EXTRAIT DU DOCUMENT >>
La place laissée par les Français et les Britanniques sera d’ailleurs partiellement occupée par les Américains (et l’American University in Cairo). Jusqu’à l’époque nassérienne, les modèles d’enseignements ont été calqués sur l’Occident. Mais la révolution de 1952, qui porte Nasser au pouvoir, est marquée par l’influence soviétique et une volonté «de former en masse», souligne Eva Saenz-Diez. Cette période nassérienne est aussi marquée par la chute du niveau de l’enseignement supérieur, surtout en sciences humaines, notamment par l’éviction des remarquables intelligences qui baignaient dans plusieurs cultures (juive, arménienne, grecque, française). La relève ne fut jamais assurée. Sous Sadate, «dans les années 70, plus de 70% des émigrants étaient composés d’enseignants ou d’ingénieurs qualifiés». L’auteure met en lumière cette fuite des cerveaux et, en parallèle, l’influence islamiste grandissante dans les universités. La période Moubarak, insiste-t-elle, est marquée par l’essor considérable des universités privées et autres écoles de langues pour palier la médiocrité des établissements publiques qui sombrent sous le nombre d’étudiants.

LISTE FOURNIE >>

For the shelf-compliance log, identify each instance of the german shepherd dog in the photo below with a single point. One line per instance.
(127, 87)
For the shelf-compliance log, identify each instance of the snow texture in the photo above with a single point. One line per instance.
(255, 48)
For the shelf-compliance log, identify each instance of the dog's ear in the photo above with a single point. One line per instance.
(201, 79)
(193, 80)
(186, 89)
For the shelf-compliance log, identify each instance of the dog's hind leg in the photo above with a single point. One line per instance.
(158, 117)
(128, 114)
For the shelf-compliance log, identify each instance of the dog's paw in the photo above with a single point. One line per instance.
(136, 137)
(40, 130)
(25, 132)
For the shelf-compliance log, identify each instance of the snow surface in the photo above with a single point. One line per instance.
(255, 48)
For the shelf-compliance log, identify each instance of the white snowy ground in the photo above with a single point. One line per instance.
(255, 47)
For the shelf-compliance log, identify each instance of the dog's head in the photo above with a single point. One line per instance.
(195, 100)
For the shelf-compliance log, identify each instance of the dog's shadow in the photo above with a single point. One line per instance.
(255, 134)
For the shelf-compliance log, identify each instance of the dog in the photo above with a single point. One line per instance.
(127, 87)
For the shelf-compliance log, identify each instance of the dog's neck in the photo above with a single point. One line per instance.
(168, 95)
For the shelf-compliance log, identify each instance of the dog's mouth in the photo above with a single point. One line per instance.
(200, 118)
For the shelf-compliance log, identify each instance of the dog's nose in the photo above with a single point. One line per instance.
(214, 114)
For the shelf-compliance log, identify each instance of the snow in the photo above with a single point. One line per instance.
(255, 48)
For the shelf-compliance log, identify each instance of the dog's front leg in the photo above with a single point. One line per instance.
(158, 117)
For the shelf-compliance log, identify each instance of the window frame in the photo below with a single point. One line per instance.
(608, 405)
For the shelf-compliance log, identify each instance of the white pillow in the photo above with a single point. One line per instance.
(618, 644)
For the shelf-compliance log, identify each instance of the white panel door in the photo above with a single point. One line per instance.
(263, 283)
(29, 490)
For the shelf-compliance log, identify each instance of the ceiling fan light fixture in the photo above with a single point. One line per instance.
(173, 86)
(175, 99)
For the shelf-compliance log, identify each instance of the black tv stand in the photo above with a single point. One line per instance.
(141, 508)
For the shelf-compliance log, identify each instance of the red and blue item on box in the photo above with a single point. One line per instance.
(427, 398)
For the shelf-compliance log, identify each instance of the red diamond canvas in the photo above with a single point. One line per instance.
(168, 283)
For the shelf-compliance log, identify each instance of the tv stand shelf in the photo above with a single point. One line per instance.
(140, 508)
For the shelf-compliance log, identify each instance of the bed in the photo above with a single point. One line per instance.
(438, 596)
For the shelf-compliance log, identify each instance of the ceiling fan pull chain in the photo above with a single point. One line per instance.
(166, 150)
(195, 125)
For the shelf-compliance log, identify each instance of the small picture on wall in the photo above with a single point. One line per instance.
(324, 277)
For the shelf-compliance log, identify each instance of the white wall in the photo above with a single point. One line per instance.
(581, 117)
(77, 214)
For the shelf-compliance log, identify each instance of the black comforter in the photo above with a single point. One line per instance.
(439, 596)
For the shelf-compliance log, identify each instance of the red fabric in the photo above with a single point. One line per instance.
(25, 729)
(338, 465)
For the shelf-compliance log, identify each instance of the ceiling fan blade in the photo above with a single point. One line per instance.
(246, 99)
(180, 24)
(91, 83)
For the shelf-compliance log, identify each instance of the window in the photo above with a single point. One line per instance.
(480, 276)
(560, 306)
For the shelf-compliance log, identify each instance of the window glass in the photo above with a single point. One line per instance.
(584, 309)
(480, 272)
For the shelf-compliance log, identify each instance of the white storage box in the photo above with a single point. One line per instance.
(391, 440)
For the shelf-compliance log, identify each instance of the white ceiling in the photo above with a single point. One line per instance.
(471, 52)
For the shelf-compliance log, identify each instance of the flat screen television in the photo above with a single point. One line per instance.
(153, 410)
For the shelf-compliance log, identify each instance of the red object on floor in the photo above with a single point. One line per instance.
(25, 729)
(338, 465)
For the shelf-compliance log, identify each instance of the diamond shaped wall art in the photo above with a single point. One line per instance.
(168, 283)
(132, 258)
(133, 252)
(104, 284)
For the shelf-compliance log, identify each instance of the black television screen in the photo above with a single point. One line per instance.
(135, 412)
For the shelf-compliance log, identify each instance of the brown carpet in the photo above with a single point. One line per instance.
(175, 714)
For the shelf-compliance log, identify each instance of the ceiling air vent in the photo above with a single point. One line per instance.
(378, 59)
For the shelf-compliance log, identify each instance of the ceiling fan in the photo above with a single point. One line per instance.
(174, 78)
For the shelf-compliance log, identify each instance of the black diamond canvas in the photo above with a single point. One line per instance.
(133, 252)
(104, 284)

CONSIGNE 1 >> Relevez et recopiez chaque ligne de la liste qui contient le mot "screen", en tenant compte de la casse.
CONSIGNE 2 >> Rédigez la suite de l'extrait sur l'enseignement supérieur en Égypte, en reprenant après sa dernière phrase.

RÉPONSE 1 >>
For the shelf-compliance log, identify each instance of the flat screen television in the photo above with a single point. One line per instance.
For the shelf-compliance log, identify each instance of the black television screen in the photo above with a single point. One line per instance.

RÉPONSE 2 >>
L’auteure, elle-même arabisante, s’est ainsi tenue au chevet de l’université égyptienne pour ouvrir au bistouri un système qui ne produit plus d’élite et qui, quand elle en tient une, finit par la décourager. Eva Saenz-Diez termine son livre sur le problème que poserait l’arabe dans la transmission du savoir, une langue merveilleuse mais enveloppée dans un papier de soie depuis treize siècles pour ne pas en rayer l’ivoire : «Le handicap majeur de l’Egypte, par ailleurs valable dans le monde arabe, est lié au statut de la langue. Le rapport à la langue est théologique et donc inviolable. […] L’étude du Coran, langue du VIIe siècle, pose un problème de conceptualisation qui se reflète sur le niveau des élèves.»

Egypte d’une révolution à l’autre : politiques d’enseignements et changements sociaux, d’Eva Saenz-Diez, éditions Publisud, 316 pp., 29 €.